## Instruction A
Retype the passage on targeted hacking from "In light of" up to and including "most elaborate precautions.".
## Instruction B
Name every association whose self-defense guides are mentioned in the passage on targeted hacking.

## Supplied text
START

Ok, but then how can the dozens of powerful state and criminal entities that have these capabilities operationally hack and manage hundreds or thousands of devices and persons while minimizing discovery? Well, already ten years ago powerful national agencies like the NSA had capabilities to turn targeted surveillance into a scalable enterprise via systems and programs like NSA FoxAcid, NSA Turbine, and similar functionality offered (or at least marketed) by private equivalents like the Italian Hacking Team RCS. Ten years later we can well expect that more advanced AI and algorithms are even more effective at making targeted hacking completely automated or semi-automated at scale.

In light of what we’ve learned, the lofty claims of security by companies like Apple, Signal, sound very allow and less than genuine. Meanwhile, the self-defense guides by associations like EFF, ACLU, or The Intercept may have been unwittingly but tragically misguided, placing many many activists and journalists in very danger over these years, by overestimating, still today, substantially the protection offered by the best tools or the most elaborate precautions.

END

## Items
START

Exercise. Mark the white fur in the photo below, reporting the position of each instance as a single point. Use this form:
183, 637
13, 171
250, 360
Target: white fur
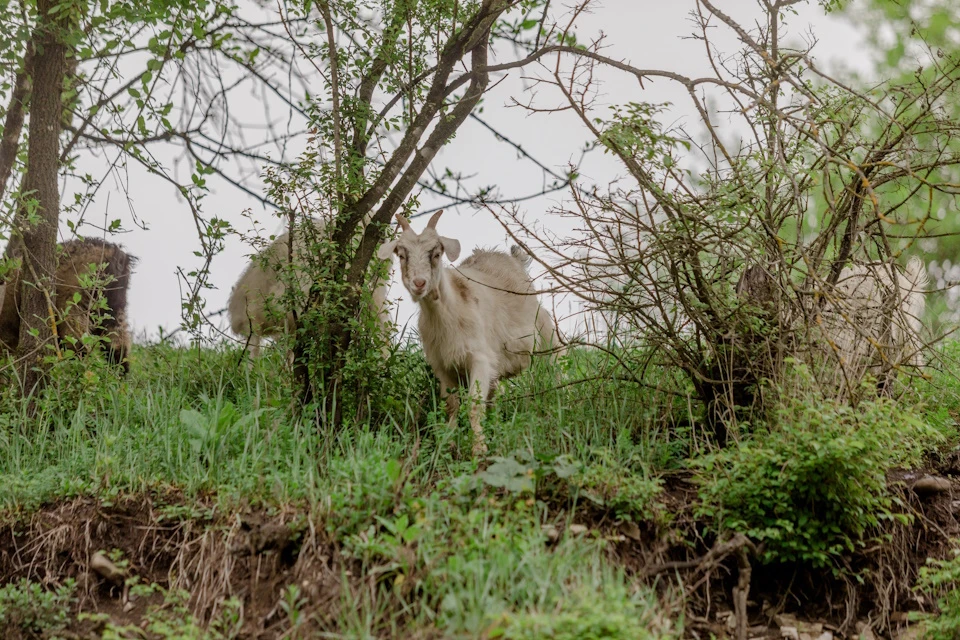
480, 322
873, 325
258, 289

END

## Exercise response A
In light of what we’ve learned, the lofty claims of security by companies like Apple, Signal, sound very allow and less than genuine. Meanwhile, the self-defense guides by associations like EFF, ACLU, or The Intercept may have been unwittingly but tragically misguided, placing many many activists and journalists in very danger over these years, by overestimating, still today, substantially the protection offered by the best tools or the most elaborate precautions.

## Exercise response B
EFF, ACLU, The Intercept